• PROBLEM TO WORK ON: Rewrite the lines from the one containing "[pin] tiled pavement" through the one containing "Target: tiled pavement", swapping "pavement" for "walkway" and leaving everything else as it is.

• DATASET RECORDS:
--- begin ---

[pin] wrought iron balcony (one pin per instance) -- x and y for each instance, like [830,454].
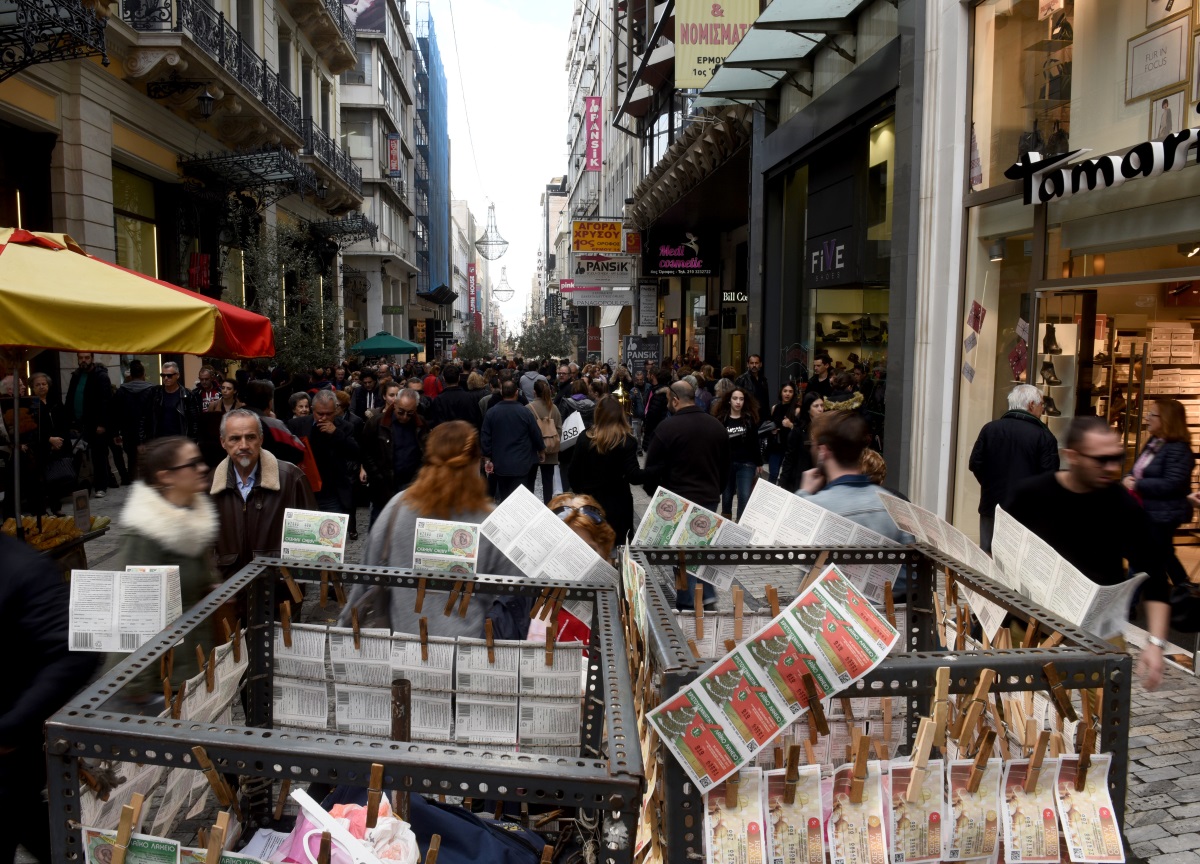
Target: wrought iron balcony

--- end ---
--- begin ---

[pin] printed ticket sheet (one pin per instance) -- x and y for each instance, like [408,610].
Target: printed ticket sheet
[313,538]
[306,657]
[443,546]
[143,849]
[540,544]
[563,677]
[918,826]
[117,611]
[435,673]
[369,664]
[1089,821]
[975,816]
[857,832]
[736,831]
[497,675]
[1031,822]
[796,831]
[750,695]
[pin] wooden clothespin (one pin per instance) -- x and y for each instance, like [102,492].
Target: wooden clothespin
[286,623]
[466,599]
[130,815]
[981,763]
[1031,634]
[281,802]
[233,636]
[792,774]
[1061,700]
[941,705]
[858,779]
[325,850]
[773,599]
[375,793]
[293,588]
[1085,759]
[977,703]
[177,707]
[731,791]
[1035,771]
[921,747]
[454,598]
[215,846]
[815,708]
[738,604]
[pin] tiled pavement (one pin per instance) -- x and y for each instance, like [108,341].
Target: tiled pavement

--- end ---

• COMPLETED EXERCISE:
[pin] tiled walkway (one pin per instance) -- x and y for each instance, like [108,341].
Target: tiled walkway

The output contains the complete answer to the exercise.